(Entries taken from a collection)
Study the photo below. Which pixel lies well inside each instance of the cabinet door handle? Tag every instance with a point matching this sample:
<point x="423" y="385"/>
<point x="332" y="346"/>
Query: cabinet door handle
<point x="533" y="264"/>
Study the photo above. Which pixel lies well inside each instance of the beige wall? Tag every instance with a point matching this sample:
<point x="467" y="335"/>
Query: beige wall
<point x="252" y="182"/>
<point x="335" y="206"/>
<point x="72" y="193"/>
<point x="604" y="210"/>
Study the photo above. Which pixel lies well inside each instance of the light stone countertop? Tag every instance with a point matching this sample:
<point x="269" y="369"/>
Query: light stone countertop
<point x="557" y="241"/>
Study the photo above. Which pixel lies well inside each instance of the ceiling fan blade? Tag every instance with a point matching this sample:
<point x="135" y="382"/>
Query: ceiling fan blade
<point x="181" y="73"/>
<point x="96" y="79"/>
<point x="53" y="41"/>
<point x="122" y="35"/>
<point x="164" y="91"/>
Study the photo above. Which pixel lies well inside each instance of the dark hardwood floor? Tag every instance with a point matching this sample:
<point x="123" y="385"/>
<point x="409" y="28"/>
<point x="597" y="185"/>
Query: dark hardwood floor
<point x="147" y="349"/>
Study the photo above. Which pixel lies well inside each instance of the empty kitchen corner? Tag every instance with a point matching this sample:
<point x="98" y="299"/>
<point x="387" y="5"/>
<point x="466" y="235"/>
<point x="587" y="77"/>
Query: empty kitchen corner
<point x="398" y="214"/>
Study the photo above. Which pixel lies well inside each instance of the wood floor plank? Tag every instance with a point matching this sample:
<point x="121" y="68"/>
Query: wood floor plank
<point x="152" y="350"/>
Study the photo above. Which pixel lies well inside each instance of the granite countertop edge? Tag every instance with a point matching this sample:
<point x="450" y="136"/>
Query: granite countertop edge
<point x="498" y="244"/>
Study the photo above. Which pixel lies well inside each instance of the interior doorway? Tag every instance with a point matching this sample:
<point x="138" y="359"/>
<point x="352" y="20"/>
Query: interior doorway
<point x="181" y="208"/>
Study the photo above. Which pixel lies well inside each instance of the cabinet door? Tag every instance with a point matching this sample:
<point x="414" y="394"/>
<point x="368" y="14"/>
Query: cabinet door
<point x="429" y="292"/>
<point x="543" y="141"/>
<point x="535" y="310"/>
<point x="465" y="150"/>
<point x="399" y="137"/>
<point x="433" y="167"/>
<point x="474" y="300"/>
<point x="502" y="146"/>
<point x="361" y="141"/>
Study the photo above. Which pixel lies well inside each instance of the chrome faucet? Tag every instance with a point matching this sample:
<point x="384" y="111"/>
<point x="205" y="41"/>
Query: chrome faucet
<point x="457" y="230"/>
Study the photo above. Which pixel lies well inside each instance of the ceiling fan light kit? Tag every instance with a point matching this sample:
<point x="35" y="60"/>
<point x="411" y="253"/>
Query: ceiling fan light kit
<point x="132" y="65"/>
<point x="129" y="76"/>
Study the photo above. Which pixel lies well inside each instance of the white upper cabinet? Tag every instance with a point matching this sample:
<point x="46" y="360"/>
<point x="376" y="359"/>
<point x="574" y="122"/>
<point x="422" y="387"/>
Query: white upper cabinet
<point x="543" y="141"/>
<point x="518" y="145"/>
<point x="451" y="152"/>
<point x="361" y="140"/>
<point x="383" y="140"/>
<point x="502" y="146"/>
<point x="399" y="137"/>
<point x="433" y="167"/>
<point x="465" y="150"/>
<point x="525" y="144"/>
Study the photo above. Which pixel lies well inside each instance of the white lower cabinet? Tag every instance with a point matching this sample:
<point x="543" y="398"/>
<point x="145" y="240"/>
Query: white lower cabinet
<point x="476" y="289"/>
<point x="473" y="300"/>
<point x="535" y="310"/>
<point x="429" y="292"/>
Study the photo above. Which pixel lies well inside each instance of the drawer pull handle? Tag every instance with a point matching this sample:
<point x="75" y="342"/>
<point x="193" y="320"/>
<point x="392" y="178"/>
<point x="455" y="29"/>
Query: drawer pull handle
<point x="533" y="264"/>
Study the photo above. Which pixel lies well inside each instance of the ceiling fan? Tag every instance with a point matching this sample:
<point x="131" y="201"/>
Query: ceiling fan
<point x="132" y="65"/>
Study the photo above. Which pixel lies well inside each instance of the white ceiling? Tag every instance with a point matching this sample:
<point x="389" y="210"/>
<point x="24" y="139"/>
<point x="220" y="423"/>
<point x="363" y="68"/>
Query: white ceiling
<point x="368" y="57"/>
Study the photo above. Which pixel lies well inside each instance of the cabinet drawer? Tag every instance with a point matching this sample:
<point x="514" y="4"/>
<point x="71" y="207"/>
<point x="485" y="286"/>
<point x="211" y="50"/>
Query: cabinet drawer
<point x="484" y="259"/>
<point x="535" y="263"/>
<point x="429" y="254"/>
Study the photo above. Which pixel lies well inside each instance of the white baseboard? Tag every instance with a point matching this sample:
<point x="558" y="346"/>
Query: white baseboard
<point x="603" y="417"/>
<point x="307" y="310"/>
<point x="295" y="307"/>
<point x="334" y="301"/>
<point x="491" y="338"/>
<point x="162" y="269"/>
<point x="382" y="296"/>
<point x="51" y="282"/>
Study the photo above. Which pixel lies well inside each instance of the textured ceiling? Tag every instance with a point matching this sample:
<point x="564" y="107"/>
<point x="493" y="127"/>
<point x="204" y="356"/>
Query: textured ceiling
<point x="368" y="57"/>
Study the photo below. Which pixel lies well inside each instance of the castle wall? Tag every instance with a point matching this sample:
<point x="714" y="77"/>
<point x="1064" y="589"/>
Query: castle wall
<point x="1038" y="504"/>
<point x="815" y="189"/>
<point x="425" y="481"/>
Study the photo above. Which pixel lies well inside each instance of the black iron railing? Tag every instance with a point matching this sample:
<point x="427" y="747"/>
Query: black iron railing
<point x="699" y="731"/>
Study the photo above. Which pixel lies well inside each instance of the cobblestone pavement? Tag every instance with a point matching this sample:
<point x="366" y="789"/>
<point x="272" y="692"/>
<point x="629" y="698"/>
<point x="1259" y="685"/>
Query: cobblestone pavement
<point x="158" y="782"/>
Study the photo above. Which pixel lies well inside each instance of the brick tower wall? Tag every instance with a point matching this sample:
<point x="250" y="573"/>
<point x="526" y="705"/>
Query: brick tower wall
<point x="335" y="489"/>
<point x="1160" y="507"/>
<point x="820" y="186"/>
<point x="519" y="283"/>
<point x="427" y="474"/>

> What this task involves
Give back all the data exactly as written.

> The reply
Study the photo below. Which pixel lies well inside each instance of the cabinet door handle? Tag every instance with a point matching this sample:
<point x="423" y="385"/>
<point x="332" y="346"/>
Query: cabinet door handle
<point x="533" y="264"/>
Study the photo above. Which pixel lies well inside each instance of the beige wall? Tag every instance with a point matching this sample:
<point x="467" y="335"/>
Query: beige wall
<point x="252" y="182"/>
<point x="335" y="206"/>
<point x="72" y="193"/>
<point x="604" y="210"/>
Study the photo above. Which pixel lies well inside each instance of the light stone countertop? Tag every instance with a point matching this sample:
<point x="269" y="369"/>
Query: light stone countertop
<point x="557" y="241"/>
Study the photo above. Which pixel lies well inside each instance of the ceiling fan blade? Tag every instance with a point matching this sample:
<point x="135" y="382"/>
Query: ceiling fan blade
<point x="181" y="73"/>
<point x="96" y="79"/>
<point x="53" y="41"/>
<point x="122" y="35"/>
<point x="164" y="91"/>
Study the photo above. Which pixel lies well inside each instance of the dark hardwood floor? Tag every instance with a point matching this sample:
<point x="123" y="385"/>
<point x="409" y="28"/>
<point x="597" y="185"/>
Query: dark hardwood floor
<point x="147" y="349"/>
Study the photo above. Which pixel lies well inside each instance of the empty kitchen corner? Tag every instance with a point matching this sample:
<point x="98" y="299"/>
<point x="387" y="5"/>
<point x="466" y="235"/>
<point x="587" y="77"/>
Query: empty kitchen corner
<point x="398" y="214"/>
Study the photo above. Which pixel lies well inside each instance of the wood floor plank? Tag every instance with a point matching this sample:
<point x="121" y="68"/>
Query: wood floor plank
<point x="152" y="350"/>
Study the photo above. Which pixel lies well inside each instance of the granite countertop edge? Tag every instance with a point matching this sample:
<point x="450" y="136"/>
Query: granite countertop edge
<point x="498" y="244"/>
Study the photo above. Which pixel lies well inside each instance of the interior doorway? Tag every instance with a point matching this sample:
<point x="138" y="359"/>
<point x="352" y="20"/>
Query: interior doorway
<point x="181" y="208"/>
Study the photo above. Which pixel lies well inside each instance of the cabinet door? Tag every instance with a point matching this sample:
<point x="414" y="394"/>
<point x="368" y="14"/>
Query: cabinet door
<point x="429" y="292"/>
<point x="543" y="141"/>
<point x="535" y="310"/>
<point x="465" y="150"/>
<point x="399" y="137"/>
<point x="433" y="167"/>
<point x="474" y="300"/>
<point x="502" y="146"/>
<point x="361" y="141"/>
Study the photo above. Which pixel lies well inside each instance of the chrome faucet? Tag every instance with a point matching this sample:
<point x="384" y="111"/>
<point x="205" y="41"/>
Query: chrome faucet
<point x="457" y="230"/>
Study the photo above. Which pixel lies well inside each instance of the ceiling fan light kit? Tag every instance with a point matching this sample:
<point x="35" y="60"/>
<point x="411" y="253"/>
Query: ceiling fan light kit
<point x="132" y="65"/>
<point x="129" y="76"/>
Study the photo above. Which pixel lies well inside each instance of the white upper cabinet? Tag every instance with a point matching this sample:
<point x="46" y="360"/>
<point x="376" y="359"/>
<point x="574" y="122"/>
<point x="422" y="387"/>
Query: white upper cabinet
<point x="543" y="141"/>
<point x="518" y="145"/>
<point x="451" y="152"/>
<point x="361" y="140"/>
<point x="383" y="140"/>
<point x="502" y="146"/>
<point x="399" y="137"/>
<point x="433" y="167"/>
<point x="465" y="150"/>
<point x="525" y="144"/>
Study the photo above. Which pixel lies well inside each instance of the white lower cabinet? Tag every instance with a point matching this sample:
<point x="543" y="398"/>
<point x="145" y="240"/>
Query: white lower cabinet
<point x="476" y="289"/>
<point x="473" y="300"/>
<point x="535" y="310"/>
<point x="429" y="292"/>
Study the photo above. Which pixel lies well inside each instance of the drawer pull handle? Tag every instance with a point matching this sample:
<point x="75" y="342"/>
<point x="193" y="320"/>
<point x="392" y="178"/>
<point x="455" y="29"/>
Query: drawer pull handle
<point x="533" y="264"/>
Study the photo above. Which pixel lies well inside each instance of the ceiling fan? Tag every instance with a point matching this sample:
<point x="131" y="201"/>
Query: ceiling fan
<point x="132" y="65"/>
Study the photo above. Which pixel lies well inside each instance of the white ceiling? Tag every instance with a point matching this sample:
<point x="389" y="210"/>
<point x="24" y="139"/>
<point x="220" y="423"/>
<point x="363" y="68"/>
Query: white ceiling
<point x="368" y="57"/>
Study the photo above. Which pixel lies well inside each instance of the cabinet drawer? Tag every instance with a point matching this sample:
<point x="514" y="4"/>
<point x="71" y="207"/>
<point x="485" y="286"/>
<point x="211" y="50"/>
Query: cabinet drawer
<point x="484" y="259"/>
<point x="535" y="263"/>
<point x="429" y="254"/>
Study the photo above. Which pixel lies well inside each instance of the white baseboard? Tag every instance with a point matching this sample:
<point x="558" y="346"/>
Query: white baseboard
<point x="603" y="417"/>
<point x="307" y="310"/>
<point x="295" y="307"/>
<point x="334" y="301"/>
<point x="491" y="338"/>
<point x="162" y="269"/>
<point x="382" y="296"/>
<point x="51" y="282"/>
Study the photo above. Which pixel lies well inside each instance of the textured ceiling? Tag every instance with a point matching this sample:
<point x="564" y="107"/>
<point x="493" y="127"/>
<point x="204" y="356"/>
Query: textured ceiling
<point x="368" y="57"/>
Study the photo below. Which pixel lies well inside each instance of the castle wall? Tag every instance with a point matching this sample:
<point x="714" y="77"/>
<point x="1064" y="589"/>
Query: castle wall
<point x="1038" y="504"/>
<point x="815" y="189"/>
<point x="425" y="481"/>
Study the photo above. Which pixel lies well inside each instance of the black iron railing? Tag every instance with a point matching this sample:
<point x="427" y="747"/>
Query: black iron railing
<point x="699" y="731"/>
Study the photo above. Which pixel lies well inside each instance of the cobblestone pavement? Tag every instance with a point matching this sample:
<point x="366" y="789"/>
<point x="272" y="692"/>
<point x="629" y="698"/>
<point x="1259" y="685"/>
Query: cobblestone pavement
<point x="158" y="782"/>
Study the photo above. Which pixel lies well inside each instance of the brick tower wall? Tag every instance with a point matching this sample:
<point x="250" y="573"/>
<point x="526" y="705"/>
Query: brick tower wall
<point x="335" y="489"/>
<point x="1160" y="507"/>
<point x="820" y="186"/>
<point x="519" y="283"/>
<point x="427" y="474"/>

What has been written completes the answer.